• **Short problem**
Rewrite the rows below in full, substituting "placing a dot" for every instance of "dropping a point" and leaving everything else unchanged.

• **Input**
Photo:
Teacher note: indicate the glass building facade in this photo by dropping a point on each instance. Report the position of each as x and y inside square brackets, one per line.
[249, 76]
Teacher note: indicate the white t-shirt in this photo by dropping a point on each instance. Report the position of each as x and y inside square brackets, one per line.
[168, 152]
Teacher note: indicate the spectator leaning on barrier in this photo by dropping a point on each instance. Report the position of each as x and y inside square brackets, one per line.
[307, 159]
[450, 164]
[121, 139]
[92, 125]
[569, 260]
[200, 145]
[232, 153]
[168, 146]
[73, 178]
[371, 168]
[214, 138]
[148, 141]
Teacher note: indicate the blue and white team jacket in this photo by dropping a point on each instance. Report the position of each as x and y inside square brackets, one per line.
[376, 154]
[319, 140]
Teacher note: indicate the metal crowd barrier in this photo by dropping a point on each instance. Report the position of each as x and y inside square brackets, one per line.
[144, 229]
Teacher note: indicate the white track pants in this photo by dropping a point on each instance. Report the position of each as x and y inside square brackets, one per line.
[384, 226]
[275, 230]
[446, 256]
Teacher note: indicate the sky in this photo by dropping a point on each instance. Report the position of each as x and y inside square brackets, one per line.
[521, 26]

• **Complete response**
Photo:
Teacher note: indicate the glass building facade in this photo by placing a dot on each instance. Report the position of each as x and y inside square brackets, one per line.
[249, 76]
Teacher note: indicate the white t-shirt in this photo by placing a dot on each instance. Report the position of each as x and y inside square brackets, one per line.
[168, 152]
Teacher note: indicate the spectator leaning on barrier in this photo by placing a dot on each instance. Report the position of each as x and y inside square brackets, one per line.
[307, 159]
[450, 164]
[121, 139]
[92, 125]
[569, 260]
[200, 145]
[232, 153]
[168, 146]
[73, 178]
[371, 168]
[214, 138]
[148, 141]
Teacher note: indicate the blue and white team jacket in this photo by placing a dot on each instance. Report the position of each as x and y inside square brackets, one per line.
[376, 154]
[319, 140]
Teacher note: indicate the metal crowd barrier in this photo by placing a dot on each instance. Report the position of each as x and y inside square brackets, one per line.
[144, 229]
Teacher note: indicate the white track pants in this photo by placing a dot on each instance. Report the position of each as x and y inside square brackets, one per line.
[384, 226]
[275, 230]
[446, 256]
Teacher note: indicate the sky in this photo by placing a dot on each instance. Report the position of each as x and y inside square brackets, one per line.
[521, 26]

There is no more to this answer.